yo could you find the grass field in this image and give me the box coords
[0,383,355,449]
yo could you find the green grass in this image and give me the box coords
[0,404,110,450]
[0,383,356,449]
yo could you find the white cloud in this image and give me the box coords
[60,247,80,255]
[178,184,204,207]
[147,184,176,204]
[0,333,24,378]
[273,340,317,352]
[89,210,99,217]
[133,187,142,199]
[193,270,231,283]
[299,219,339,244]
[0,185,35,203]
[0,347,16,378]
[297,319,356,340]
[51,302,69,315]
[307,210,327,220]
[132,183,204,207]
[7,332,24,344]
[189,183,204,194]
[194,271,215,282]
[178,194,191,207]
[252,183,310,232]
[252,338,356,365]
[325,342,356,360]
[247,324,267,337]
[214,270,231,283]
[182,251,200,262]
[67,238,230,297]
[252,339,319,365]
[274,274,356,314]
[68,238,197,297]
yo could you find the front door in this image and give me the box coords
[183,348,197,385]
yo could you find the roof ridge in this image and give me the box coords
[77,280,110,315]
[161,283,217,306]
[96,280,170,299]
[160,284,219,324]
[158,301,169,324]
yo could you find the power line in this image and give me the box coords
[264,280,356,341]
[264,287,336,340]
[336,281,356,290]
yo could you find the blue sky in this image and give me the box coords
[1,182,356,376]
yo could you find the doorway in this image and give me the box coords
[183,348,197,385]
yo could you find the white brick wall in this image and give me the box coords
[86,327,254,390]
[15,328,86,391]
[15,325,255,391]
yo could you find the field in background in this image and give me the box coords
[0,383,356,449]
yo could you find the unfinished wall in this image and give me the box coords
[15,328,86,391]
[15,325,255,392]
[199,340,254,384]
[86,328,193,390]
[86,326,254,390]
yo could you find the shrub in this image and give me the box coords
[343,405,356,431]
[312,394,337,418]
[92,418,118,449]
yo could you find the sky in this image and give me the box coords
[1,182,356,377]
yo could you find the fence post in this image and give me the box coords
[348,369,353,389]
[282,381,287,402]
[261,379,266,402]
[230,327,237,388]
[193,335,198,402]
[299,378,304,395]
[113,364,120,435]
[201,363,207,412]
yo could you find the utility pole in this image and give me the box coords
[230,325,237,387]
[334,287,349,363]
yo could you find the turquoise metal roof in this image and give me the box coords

## Task
Write out the data again, exactly and in full.

## Exercise response
yo could you find the grass field in this image and give me the box coords
[0,383,355,449]
yo could you find the green grass in this image and give me the box coords
[0,404,110,450]
[0,383,356,449]
yo could you find the white cloud in this image and give me the box coords
[60,247,80,255]
[178,184,204,207]
[147,184,176,204]
[0,333,24,378]
[273,340,317,352]
[89,210,99,217]
[133,187,142,199]
[193,270,231,283]
[299,219,339,244]
[0,185,35,203]
[0,347,16,378]
[297,319,356,340]
[51,302,69,315]
[307,210,327,220]
[132,183,204,207]
[7,332,24,344]
[189,183,204,194]
[194,271,215,282]
[178,194,191,207]
[252,183,310,232]
[252,338,356,365]
[325,342,356,360]
[247,324,267,337]
[214,270,231,283]
[182,251,200,262]
[67,238,230,297]
[252,339,319,365]
[274,274,356,314]
[68,238,197,297]
yo could you find the front door in this image and give me the box coords
[183,348,197,385]
yo could you find the roof ridge in this image and give me the box coords
[77,280,110,315]
[161,283,217,306]
[96,280,170,299]
[160,284,219,324]
[158,301,169,324]
yo could you find the power line in this image and give me the box coords
[264,280,356,341]
[264,287,336,340]
[336,281,356,290]
yo could you find the blue sky in this image and give me the box coords
[1,182,356,376]
yo could you find the doorway in this image and give me the box coords
[183,348,197,385]
yo could you find the white brick wall in this image and give me the box coords
[86,327,254,390]
[15,328,86,391]
[15,325,255,391]
yo could you find the field in background in this image and give me the box coords
[0,383,356,449]
yo could you find the unfinished wall in this image and give me the box coords
[15,328,86,391]
[15,325,255,392]
[199,340,254,384]
[86,328,193,390]
[86,326,254,390]
yo could you find the shrub in this image and give me the box coords
[343,405,356,431]
[312,394,337,418]
[92,418,118,449]
yo could you find the sky in this image and give me the box coords
[1,182,356,377]
yo could you find the fence post in this image and give me the box coords
[348,369,353,389]
[282,381,287,402]
[261,379,266,402]
[230,327,237,388]
[193,335,198,402]
[299,378,304,395]
[113,364,120,435]
[201,363,207,412]
yo could you find the utility pole in this image and give me the box coords
[230,325,237,387]
[334,287,349,363]
yo could you find the turquoise metal roof in this image and give me the box coords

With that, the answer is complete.